• Exercise requirements:
**1.** List every street with "Jalan" in its name that the Semarang walking-tour excerpt below mentions.
**2.** In the Semarang walking-tour excerpt below, how much higher did the entrance porch of Tawang Station use to be?
**3.** Please carry the Semarang walking-tour excerpt below forward, starting after its final sentence.

Koperasi Batik Office - Next to the Pelni Office in Jalan MpuTantular is located the office of the Gabungan Koperasi Batik Indonesia (Union of Indonesian Batik Cooperatives), since the 1930ies. It has been neglected a long time, but efforts are under way to revive it, spearheaded by the Oen Semarang Foundation and Dutch architect Paul de Vroom.

Tawang Station

Tawang Station

© theo1006

  • Tawang Railway Station - A short walk along Jalan Mpu Tantular and turning right along Jalan Tawang brings one to Tawang Railway Station. It is one of Semarang’s two stations, the other one being Poncol Station. In the 19th century the Dutch administration granted licenses to two different railway operators, one for the line between Semarang and Jakarta, and one for the line between Semarang and Surabaya. As a result travellers from Jakarta to Surabaya had to transfer by horse cart between the two stations. The situation was only remedied after the two companies were nationalized. Pay attention to the proportions of the entrance porch in comparison to the building behind it, they are not right. The porch used to be at least a metre higher, but in the 1990ies the whole area including front yard, inner floors, platforms and tracks was raised by landfill to remedy the yearly flooding that interrupted the train service. Yet the marshalling yard half a kilometre east of Polder Tawang has been abandoned. Here, on the corner of Jalan Ronggowarsito and Jalan Pengapon, one can stroll into the disused regional office of the Indonesian Railway Company (PJKA), if one does not care to get wet feet.

• Information supplied:
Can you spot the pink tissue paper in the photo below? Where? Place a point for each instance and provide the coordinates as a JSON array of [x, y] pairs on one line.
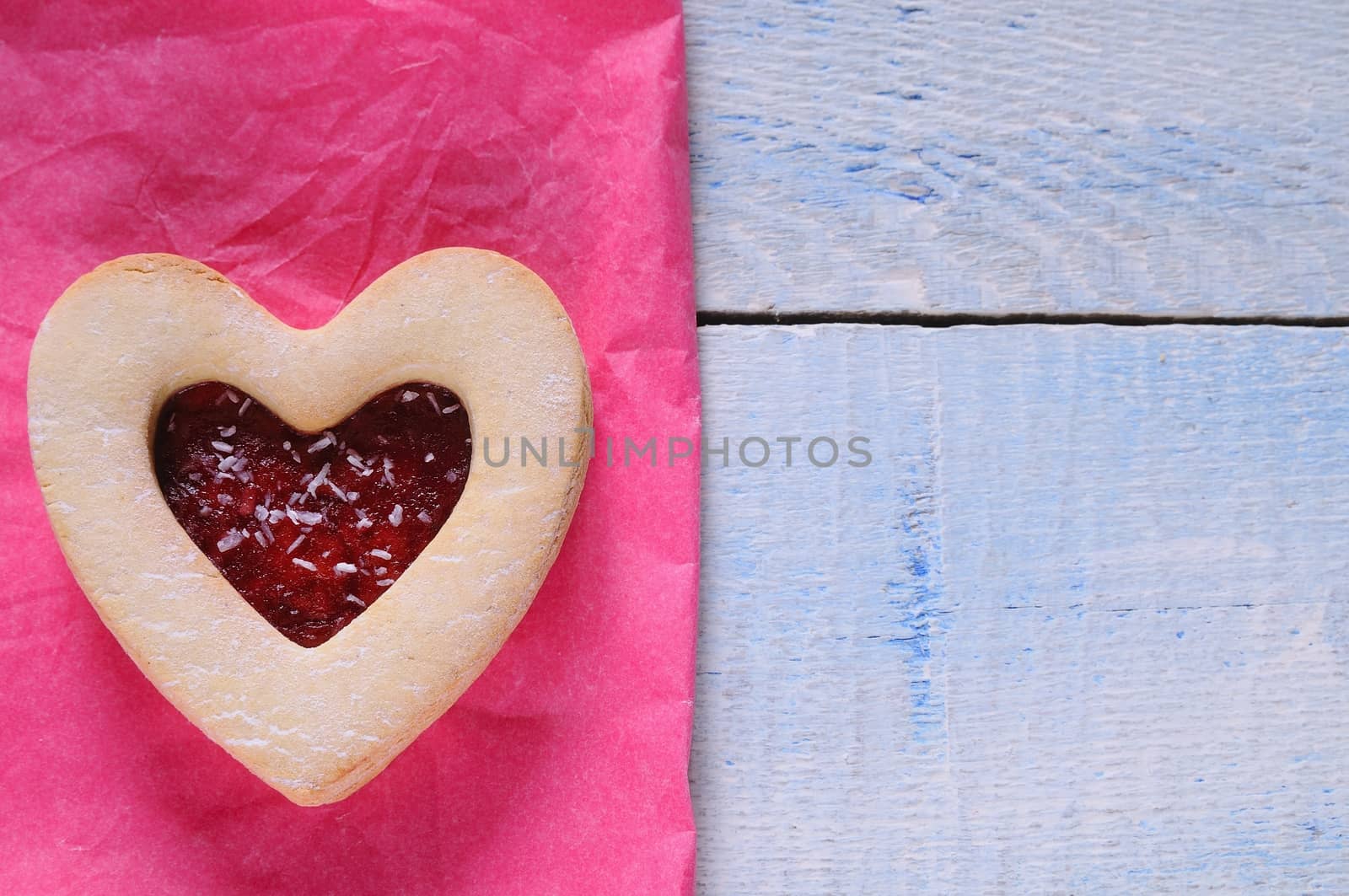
[[303, 148]]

• Outputs:
**1.**
Jalan Mpu Tantular
Jalan Tawang
Jalan Ronggowarsito
Jalan Pengapon

**2.** At least a metre higher.

**3.**
  • Cigarette Factory Praoe Lajar - In front of Tawang Station lies an artificial lake named Polder Tawang. The area around it has been upgraded into a recreational promenade. Near the southwest corner of the lake one finds the cigarette factory Praoe Lajar. In colonial times the building belonged to the electricity company ANIEM (Algemene Nederlandsch-Indische Electriciteits-Maatschappij). Praoe Layar means Sailing Ship. The relatively small brand is favoured by Indonesian fishermen.
  • Roman statue - One would not expect to find a statue of a Roman nobleman, half hidden under trees, at the eastern side of Polder Tawang. No, it does not commemorate the conquest of Java by Julius Caesar. It is the creation of local artist Samuel Sinaga, who enjoyed working on it on and off for half a year.
  • Marabunta building - Heading south from Tawang Station past the sluice gates into Jalan Cendrawasih (formerly named Komediestraat) at number 23 one finds the erstwhile theatre building (Dutch stadsschouwburg), now going by the name Marabunta Gedung Multiguna. With the two giant ants on the roof one can’t miss it. But the leaded-glass in the doors is original. By 1990 it had partially collapsed, the foundation weakened by repeated flooding. Fortunately the owner, a foundation of retired military, Yayasan Rumpun Diponegoro, has succeeded in making it at least serviceable. It can be hired for marriage receptions and similar festivities.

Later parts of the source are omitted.